▸ **EXTRACT PROVIDED**:
● ● ● ● ● ● ●

TOKYO: Oil prices rose on Monday, extending pre-weekend gains, with U.S. crude hitting a seven-year high as global supply remained tight amid strong demand worldwide as economies recover from coronavirus pandemic-induced slumps.
Brent crude futures climbed 26 cents, or 0.3%, to $85.79 a barrel at 0048 GMT, following on from last Friday's 1.1% gain. The contract was near a three-year high of $86.10, hit last Thursday.
U.S. West Texas Intermediate (WTI) crude futures rose 48 cents, or 0.6%, to $84.24 a barrel, after climbing 1.5% on Friday. It touched its highest since October 2014 - $84.28 - earlier in the session.
"Bullish sentiment continues to support oil prices as global supply remains tight at a time when demand is recovering from the pandemic," said Toshitaka Tazawa, an analyst at Fujitomi Securities Co Ltd.
"But immediate gains for the WTI's nearest-term contract may be limited given steepening backwardation," Tazawa said.
WTI futures contracts are currently in steep backwardation, meaning later-dated contracts trade are at a lower price than the current contract. Normally later months trade at a higher price, reflecting the costs of storing oil.

● ● ● ● ● ● ●

▸ **AIM OF THE TASK**: Continue the news report on rising oil prices from where it stops.

● ● ● ● ● ● ●

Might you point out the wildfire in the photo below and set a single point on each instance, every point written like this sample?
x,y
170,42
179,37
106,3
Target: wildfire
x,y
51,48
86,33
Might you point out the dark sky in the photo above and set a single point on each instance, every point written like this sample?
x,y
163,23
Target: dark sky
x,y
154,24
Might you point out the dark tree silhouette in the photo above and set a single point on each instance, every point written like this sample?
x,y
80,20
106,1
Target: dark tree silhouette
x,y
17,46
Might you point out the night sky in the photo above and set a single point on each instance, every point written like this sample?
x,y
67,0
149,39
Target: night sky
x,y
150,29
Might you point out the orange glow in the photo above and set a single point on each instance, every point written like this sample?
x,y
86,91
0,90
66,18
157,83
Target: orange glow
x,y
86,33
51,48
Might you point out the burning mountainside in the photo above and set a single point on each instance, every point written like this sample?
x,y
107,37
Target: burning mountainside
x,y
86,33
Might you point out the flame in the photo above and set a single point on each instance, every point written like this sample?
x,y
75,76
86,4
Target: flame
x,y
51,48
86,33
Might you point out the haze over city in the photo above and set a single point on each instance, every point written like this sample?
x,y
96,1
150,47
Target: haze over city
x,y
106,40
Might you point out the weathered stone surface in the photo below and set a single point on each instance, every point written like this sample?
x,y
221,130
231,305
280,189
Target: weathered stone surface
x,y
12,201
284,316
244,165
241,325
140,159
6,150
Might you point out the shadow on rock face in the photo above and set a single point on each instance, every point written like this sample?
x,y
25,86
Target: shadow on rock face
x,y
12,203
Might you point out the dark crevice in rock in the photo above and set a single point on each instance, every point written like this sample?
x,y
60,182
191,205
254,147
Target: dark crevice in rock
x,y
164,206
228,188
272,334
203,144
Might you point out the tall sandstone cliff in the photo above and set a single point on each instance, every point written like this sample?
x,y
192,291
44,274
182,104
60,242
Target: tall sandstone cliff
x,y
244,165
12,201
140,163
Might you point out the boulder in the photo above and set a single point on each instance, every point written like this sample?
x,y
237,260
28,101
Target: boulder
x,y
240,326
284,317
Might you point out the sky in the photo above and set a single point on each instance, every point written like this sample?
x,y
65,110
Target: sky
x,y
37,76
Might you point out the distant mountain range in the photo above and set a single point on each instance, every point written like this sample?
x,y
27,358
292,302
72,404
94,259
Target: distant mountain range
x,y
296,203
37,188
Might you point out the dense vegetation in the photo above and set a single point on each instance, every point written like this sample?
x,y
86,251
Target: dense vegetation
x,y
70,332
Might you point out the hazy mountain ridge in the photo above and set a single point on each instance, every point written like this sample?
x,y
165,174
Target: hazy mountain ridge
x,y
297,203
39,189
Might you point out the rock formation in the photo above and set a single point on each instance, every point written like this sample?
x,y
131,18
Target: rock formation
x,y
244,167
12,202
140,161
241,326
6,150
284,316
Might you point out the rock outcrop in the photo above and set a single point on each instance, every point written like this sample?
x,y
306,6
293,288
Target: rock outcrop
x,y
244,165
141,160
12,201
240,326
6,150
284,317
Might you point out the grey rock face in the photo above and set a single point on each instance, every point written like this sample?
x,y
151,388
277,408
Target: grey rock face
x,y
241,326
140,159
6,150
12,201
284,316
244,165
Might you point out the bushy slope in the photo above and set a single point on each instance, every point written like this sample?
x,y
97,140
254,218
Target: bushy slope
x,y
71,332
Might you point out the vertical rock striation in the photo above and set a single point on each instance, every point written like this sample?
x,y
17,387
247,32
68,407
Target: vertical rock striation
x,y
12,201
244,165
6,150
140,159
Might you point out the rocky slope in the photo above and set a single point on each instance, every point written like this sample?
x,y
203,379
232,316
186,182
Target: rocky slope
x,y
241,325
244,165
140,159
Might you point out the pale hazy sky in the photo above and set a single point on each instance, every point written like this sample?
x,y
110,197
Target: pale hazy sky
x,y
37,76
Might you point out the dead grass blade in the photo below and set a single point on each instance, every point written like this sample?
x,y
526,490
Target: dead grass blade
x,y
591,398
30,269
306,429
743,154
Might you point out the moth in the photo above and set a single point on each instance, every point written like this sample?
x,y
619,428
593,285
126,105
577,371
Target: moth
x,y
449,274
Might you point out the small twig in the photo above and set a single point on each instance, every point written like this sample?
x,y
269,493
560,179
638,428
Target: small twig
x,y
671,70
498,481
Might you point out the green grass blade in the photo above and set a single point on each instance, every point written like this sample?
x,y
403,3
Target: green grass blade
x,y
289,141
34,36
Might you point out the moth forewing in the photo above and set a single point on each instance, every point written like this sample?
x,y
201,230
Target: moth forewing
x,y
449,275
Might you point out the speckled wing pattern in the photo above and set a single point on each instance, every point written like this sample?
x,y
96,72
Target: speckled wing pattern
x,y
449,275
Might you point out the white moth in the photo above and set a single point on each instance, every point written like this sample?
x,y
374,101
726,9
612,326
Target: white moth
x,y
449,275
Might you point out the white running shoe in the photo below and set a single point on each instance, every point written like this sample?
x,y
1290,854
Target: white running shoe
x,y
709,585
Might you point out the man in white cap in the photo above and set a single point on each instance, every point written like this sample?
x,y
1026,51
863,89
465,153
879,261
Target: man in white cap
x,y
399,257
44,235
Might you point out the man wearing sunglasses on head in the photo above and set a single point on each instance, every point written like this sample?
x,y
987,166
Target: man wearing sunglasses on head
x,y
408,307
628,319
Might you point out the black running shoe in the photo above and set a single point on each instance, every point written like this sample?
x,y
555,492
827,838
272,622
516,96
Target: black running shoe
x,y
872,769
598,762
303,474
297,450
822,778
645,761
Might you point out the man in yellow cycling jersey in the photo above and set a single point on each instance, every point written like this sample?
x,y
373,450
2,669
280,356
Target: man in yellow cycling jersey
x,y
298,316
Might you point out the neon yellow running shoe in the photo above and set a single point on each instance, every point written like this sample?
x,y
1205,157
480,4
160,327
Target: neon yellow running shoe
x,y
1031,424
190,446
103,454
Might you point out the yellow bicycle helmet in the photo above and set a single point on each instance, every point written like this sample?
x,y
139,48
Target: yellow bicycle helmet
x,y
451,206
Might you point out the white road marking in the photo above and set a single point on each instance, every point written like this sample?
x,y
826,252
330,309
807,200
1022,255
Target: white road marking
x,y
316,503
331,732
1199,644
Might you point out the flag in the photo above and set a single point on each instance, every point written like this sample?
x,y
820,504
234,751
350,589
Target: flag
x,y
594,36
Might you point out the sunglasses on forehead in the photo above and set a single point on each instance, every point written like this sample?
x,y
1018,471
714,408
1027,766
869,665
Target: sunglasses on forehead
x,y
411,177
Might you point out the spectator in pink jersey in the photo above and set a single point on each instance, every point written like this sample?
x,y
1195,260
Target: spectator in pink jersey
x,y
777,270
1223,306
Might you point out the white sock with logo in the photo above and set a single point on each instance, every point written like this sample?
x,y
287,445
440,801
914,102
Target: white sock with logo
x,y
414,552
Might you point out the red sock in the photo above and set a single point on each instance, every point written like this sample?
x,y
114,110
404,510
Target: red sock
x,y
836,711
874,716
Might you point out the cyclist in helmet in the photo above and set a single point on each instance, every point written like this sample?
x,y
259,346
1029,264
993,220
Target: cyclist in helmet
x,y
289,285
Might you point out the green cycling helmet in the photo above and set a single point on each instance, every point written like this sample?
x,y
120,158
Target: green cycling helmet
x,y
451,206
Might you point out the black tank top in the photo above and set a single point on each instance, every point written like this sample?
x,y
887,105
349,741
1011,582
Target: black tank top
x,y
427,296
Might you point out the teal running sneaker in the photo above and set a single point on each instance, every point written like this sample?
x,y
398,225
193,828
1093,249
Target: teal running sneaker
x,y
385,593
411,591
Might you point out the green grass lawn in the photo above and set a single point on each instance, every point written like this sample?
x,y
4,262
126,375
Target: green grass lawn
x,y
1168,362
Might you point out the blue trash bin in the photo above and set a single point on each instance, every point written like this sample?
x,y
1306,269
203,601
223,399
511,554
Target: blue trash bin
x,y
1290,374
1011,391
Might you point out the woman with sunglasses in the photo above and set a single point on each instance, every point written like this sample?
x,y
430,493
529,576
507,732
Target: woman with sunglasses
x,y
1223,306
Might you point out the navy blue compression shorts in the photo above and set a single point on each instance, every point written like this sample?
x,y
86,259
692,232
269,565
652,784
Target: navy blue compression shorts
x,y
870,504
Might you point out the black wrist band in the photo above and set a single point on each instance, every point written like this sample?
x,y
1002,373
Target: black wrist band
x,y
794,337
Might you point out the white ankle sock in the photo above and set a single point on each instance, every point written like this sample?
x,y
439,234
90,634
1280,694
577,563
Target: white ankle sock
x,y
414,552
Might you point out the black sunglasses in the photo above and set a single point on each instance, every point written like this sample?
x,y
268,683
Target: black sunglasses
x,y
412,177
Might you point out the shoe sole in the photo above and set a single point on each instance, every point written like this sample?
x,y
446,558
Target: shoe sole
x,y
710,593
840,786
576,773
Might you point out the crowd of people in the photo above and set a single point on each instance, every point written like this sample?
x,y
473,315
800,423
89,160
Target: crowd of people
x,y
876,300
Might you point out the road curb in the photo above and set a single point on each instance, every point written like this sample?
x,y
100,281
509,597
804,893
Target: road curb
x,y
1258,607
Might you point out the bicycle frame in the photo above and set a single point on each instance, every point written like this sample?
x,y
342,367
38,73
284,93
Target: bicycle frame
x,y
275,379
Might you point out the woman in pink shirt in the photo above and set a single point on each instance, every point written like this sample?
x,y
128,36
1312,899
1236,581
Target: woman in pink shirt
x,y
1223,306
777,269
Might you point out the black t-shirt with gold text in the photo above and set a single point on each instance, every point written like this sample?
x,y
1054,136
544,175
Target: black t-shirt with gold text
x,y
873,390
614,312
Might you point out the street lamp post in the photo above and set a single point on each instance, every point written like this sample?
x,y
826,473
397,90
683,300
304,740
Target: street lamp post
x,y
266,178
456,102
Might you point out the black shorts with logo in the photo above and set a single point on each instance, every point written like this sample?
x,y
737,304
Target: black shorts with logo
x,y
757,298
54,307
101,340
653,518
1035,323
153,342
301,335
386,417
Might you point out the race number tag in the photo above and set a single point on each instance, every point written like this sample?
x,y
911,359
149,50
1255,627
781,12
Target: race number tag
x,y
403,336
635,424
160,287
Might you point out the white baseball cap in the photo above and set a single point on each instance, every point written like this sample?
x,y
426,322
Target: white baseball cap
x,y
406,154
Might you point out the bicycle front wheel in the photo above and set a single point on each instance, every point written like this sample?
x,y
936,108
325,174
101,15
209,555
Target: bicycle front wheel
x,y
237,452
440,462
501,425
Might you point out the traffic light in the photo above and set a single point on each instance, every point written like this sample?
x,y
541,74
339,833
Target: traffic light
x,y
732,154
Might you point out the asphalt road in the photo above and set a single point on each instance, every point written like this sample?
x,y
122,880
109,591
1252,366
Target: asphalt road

● ● ● ● ● ● ●

▸ **OUTPUT OF THE TASK**:
Oil prices have also been bolstered by worries about coal and gas shortages in China, India and Europe, which spurred fuel-switching to diesel and fuel oil for power.
Reflecting strong market sentiment, money managers raised their net long U.S. crude futures and options positions in the week to October 19, the U.S. Commodity Futures Trading Commission (CFTC) said on Friday.
Over the weekend, Saudi Arabia's crown prince said that the world's top oil exporter aims to reach 'net zero' emissions of greenhouse gases, mostly produced by burning fossil fuels, by 2060 - 10 years later than the United States.
Meanwhile U.S. energy firms last week cut oil and natural gas rigs for the first time in seven weeks even as oil prices rose, energy services firm Baker Hughes Co said in its closely followed report on Friday.